| Your task |
Please give back each line of the material unchanged, but without the images.

——————————

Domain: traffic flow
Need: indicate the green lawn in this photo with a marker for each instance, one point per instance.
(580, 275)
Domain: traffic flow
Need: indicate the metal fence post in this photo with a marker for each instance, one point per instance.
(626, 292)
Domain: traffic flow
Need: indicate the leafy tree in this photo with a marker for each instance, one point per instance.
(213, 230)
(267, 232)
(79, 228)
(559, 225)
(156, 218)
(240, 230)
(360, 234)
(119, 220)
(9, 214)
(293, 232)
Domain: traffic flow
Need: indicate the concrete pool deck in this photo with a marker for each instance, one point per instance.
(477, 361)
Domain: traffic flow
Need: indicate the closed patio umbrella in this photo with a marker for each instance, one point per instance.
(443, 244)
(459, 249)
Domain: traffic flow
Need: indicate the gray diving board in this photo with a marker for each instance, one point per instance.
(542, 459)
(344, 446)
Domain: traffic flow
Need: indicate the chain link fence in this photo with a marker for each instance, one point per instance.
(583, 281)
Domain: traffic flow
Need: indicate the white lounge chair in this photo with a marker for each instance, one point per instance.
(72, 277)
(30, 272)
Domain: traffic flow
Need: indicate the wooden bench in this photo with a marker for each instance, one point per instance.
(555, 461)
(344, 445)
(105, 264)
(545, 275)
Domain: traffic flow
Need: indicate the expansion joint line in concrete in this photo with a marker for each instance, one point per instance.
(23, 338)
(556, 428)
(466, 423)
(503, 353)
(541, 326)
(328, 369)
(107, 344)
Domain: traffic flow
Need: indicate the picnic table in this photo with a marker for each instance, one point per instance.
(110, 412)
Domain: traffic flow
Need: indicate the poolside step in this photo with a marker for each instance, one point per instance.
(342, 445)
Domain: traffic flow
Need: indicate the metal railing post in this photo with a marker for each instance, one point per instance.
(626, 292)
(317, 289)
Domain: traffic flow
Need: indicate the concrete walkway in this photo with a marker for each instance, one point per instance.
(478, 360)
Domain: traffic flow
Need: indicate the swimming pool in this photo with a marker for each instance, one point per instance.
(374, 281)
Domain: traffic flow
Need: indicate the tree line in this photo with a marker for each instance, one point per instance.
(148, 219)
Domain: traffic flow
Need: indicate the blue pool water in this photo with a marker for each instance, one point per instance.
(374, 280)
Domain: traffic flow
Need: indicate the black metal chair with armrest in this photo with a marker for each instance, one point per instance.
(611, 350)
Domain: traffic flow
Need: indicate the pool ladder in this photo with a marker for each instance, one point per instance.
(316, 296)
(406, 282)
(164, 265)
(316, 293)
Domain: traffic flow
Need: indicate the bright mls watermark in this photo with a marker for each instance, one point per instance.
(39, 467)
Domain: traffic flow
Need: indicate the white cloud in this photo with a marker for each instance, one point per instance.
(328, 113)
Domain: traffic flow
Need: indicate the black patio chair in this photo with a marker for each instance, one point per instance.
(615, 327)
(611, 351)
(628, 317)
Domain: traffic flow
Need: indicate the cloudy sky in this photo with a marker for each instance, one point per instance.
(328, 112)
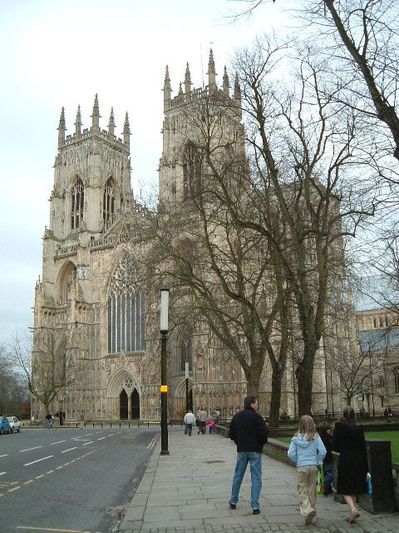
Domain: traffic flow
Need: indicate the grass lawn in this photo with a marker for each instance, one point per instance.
(393, 436)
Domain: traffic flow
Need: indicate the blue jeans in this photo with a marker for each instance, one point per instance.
(255, 461)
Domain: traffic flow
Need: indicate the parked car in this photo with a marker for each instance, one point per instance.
(4, 425)
(15, 424)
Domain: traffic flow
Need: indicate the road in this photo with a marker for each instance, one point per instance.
(70, 480)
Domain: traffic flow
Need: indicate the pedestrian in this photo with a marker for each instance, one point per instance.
(202, 418)
(189, 420)
(349, 442)
(307, 451)
(249, 431)
(210, 424)
(325, 432)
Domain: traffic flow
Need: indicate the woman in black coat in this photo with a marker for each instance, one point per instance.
(349, 442)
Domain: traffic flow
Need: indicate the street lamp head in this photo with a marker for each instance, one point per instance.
(164, 325)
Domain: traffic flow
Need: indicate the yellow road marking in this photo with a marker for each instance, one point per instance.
(25, 528)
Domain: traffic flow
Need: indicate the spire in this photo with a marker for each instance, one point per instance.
(226, 82)
(95, 117)
(126, 131)
(237, 91)
(167, 91)
(78, 124)
(187, 82)
(111, 124)
(211, 74)
(61, 129)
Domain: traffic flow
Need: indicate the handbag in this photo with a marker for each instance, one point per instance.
(320, 480)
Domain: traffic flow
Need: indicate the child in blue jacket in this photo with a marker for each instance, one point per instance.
(307, 451)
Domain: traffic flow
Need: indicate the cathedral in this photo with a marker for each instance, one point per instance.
(96, 316)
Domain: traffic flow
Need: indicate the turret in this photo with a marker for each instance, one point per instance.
(167, 91)
(78, 124)
(111, 124)
(226, 82)
(237, 92)
(61, 129)
(211, 74)
(95, 117)
(126, 132)
(187, 83)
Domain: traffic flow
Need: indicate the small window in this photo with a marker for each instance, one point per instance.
(77, 204)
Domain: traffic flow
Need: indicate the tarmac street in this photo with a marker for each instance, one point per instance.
(189, 490)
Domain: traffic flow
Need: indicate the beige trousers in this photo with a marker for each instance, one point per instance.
(307, 478)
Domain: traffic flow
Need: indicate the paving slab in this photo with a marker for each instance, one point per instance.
(188, 490)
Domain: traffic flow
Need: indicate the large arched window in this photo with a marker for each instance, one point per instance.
(126, 311)
(191, 171)
(109, 204)
(185, 348)
(77, 203)
(396, 377)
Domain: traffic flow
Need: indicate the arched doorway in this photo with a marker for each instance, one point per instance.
(123, 405)
(135, 399)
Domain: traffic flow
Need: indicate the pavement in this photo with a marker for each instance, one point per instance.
(189, 489)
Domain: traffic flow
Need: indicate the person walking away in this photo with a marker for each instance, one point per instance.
(202, 418)
(307, 451)
(349, 442)
(249, 431)
(325, 432)
(189, 420)
(210, 424)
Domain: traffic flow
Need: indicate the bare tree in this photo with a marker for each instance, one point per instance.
(301, 150)
(49, 368)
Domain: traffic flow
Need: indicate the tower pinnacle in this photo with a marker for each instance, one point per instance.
(225, 82)
(187, 82)
(111, 124)
(61, 129)
(78, 124)
(95, 122)
(167, 91)
(126, 131)
(211, 74)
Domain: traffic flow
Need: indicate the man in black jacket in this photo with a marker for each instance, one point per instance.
(248, 430)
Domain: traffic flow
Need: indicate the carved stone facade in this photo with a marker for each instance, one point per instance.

——————————

| Exercise answer |
Domain: traffic flow
Need: indicate the green lawn in this photo with a marker for each instance, one point per instance.
(580, 275)
Domain: traffic flow
Need: indicate the metal fence post in this photo with a marker for each instance, one point per instance.
(626, 292)
Domain: traffic flow
Need: indicate the leafy tree in this photo with a marker for each instance, one point per instance.
(213, 230)
(267, 232)
(79, 228)
(559, 225)
(156, 218)
(240, 230)
(360, 234)
(119, 220)
(9, 214)
(293, 232)
Domain: traffic flow
Need: indicate the concrete pool deck in this photo with a marker for each instance, one point per instance.
(477, 361)
Domain: traffic flow
Need: indicate the closed patio umbrella in this photo with a marker for each instance, one point per instance.
(443, 244)
(459, 249)
Domain: traffic flow
Need: indicate the gray diving board in this photo with a marker for each instance, one point per instance.
(542, 459)
(344, 446)
Domain: traffic flow
Need: indicate the chain link fence in this photo with a marker for each instance, one point per instance.
(583, 281)
Domain: traffic flow
Need: indicate the white lounge chair in this photo with a marker for each instance, one point per instance.
(72, 277)
(30, 272)
Domain: traffic flow
Need: indicate the wooden bench in this photo with a marker for each instance, one point per instance.
(555, 461)
(344, 445)
(105, 264)
(545, 275)
Domain: traffic flow
Need: indicate the expansion joint line in concrete in this photo with a marker for each instance, one point per instance.
(23, 338)
(556, 428)
(466, 423)
(503, 353)
(541, 326)
(328, 369)
(107, 344)
Domain: traffic flow
Need: indicate the picnic table in this photo with a marker for each instance, one point per instance.
(110, 412)
Domain: traffic flow
Need: indicate the poolside step in this photo with a marker for each instance, one point per instance.
(342, 445)
Domain: traffic flow
Need: indicate the metal railing post in this photo with a marker for each instance, one point per instance.
(626, 292)
(317, 289)
Domain: traffic flow
Need: indicate the concrete walkway in this photo with a marker for each instance, one point per instance.
(478, 360)
Domain: traffic flow
Need: indicate the swimming pool in this photo with a marker for each instance, one point per instance.
(374, 281)
Domain: traffic flow
Need: indicate the tree line in this photo with a marker for each instance, one point per instance.
(148, 219)
Domain: traffic flow
Need: indicate the blue pool water in this photo with a marker for each instance, one point per instance.
(374, 280)
Domain: traffic flow
Need: indicate the black metal chair with armrest in this photo with a marker for each instance, one point per instance.
(611, 350)
Domain: traffic flow
Need: indicate the pool ladder in this photo with a marker for each instance, one point per instance.
(316, 296)
(406, 282)
(164, 265)
(316, 293)
Domain: traffic flow
Need: indicate the bright mls watermark in this photo with a marker for each instance, one point per instance.
(39, 467)
Domain: traffic flow
Need: indicate the white cloud in this photo with a marker for each instance, one point per instance.
(328, 113)
Domain: traffic flow
Need: indicate the black patio chair in this photo with a marker for each instance, one point per instance.
(615, 327)
(611, 351)
(628, 317)
Domain: traffic flow
Need: indicate the cloudy sky in this photo with a marker for each instance, one point per instance.
(328, 112)
Domain: traffic flow
Need: indicate the grass lawn in this photo with a marker for each instance, one point per instance.
(393, 436)
Domain: traffic flow
Need: indicate the blue jeans in this photo with a marker for each instance, one point per instance.
(255, 461)
Domain: traffic flow
Need: indicate the parked car in this photo with a marker for each instance, one point per instance.
(4, 425)
(15, 424)
Domain: traffic flow
Need: indicate the road in this photo with a marker for each instance, one point per instance.
(70, 480)
Domain: traffic flow
Need: indicate the pedestrian in this photo with a marker for each instance, one point per instance.
(202, 418)
(189, 420)
(349, 442)
(307, 451)
(249, 431)
(210, 424)
(325, 432)
Domain: traffic flow
Need: indicate the woman in black coat in this photo with a marker for each instance, one point per instance.
(349, 442)
Domain: traffic flow
Need: indicate the street lamp head in this photo with a marker for each instance, one point per instance.
(164, 325)
Domain: traffic flow
Need: indicate the yellow road marking in this photo with a marker for each instance, one point per instance.
(25, 528)
Domain: traffic flow
Need: indicate the spire in this photo with a marker for each instance, one point per instance.
(226, 82)
(95, 117)
(126, 131)
(237, 91)
(167, 91)
(78, 124)
(187, 82)
(111, 124)
(211, 74)
(61, 129)
Domain: traffic flow
Need: indicate the handbag in this photo with a marker for each instance, one point per instance.
(320, 480)
Domain: traffic flow
Need: indicate the child in blue jacket in this photo with a marker for each instance, one point per instance.
(307, 451)
Domain: traffic flow
Need: indicate the cathedral in this photo with a marker for each instance, one point per instance.
(96, 316)
Domain: traffic flow
Need: indicate the turret in this photo with a marker for each instance, one point per instance.
(167, 91)
(78, 124)
(111, 124)
(226, 82)
(237, 92)
(61, 129)
(211, 74)
(95, 117)
(126, 132)
(187, 83)
Domain: traffic flow
Need: indicate the small window in this photo with a marker for each instance, one point per instance.
(77, 204)
Domain: traffic flow
Need: indicate the tarmac street in this photo with a marker for each instance, one point per instance.
(189, 490)
Domain: traffic flow
Need: indicate the beige trousers in this photo with a marker for each instance, one point per instance.
(307, 478)
Domain: traffic flow
Need: indicate the paving slab in this photo with a marker for each instance, one point per instance.
(188, 490)
Domain: traffic flow
Need: indicate the large arched window in this photo with a marker for each instance, one point per instance.
(126, 311)
(191, 171)
(109, 204)
(185, 348)
(77, 203)
(396, 377)
Domain: traffic flow
Need: indicate the arched doorway in this photo with a marker for each instance, one point per instance.
(123, 405)
(135, 399)
Domain: traffic flow
Need: indicate the pavement in this photo with a marker for each instance, one point per instance.
(189, 489)
Domain: traffic flow
Need: indicate the person walking away in this photo with a marker for each instance, one point per instance.
(202, 418)
(307, 451)
(349, 442)
(249, 431)
(325, 432)
(189, 420)
(210, 424)
Domain: traffic flow
Need: indicate the bare tree in this photo with a marker for each instance, one point per instance.
(301, 150)
(49, 368)
Domain: traffic flow
Need: indicate the tower pinnacle in this photo with a marker for each instance, one point per instance.
(225, 82)
(187, 82)
(111, 124)
(61, 129)
(78, 124)
(95, 122)
(167, 91)
(126, 131)
(211, 74)
Domain: traffic flow
Need: indicate the man in black jacket in this photo with a marker for each instance, one point per instance.
(248, 430)
Domain: traffic flow
Need: indicate the carved stone facade in this photo with a marker for each instance, one point per instance.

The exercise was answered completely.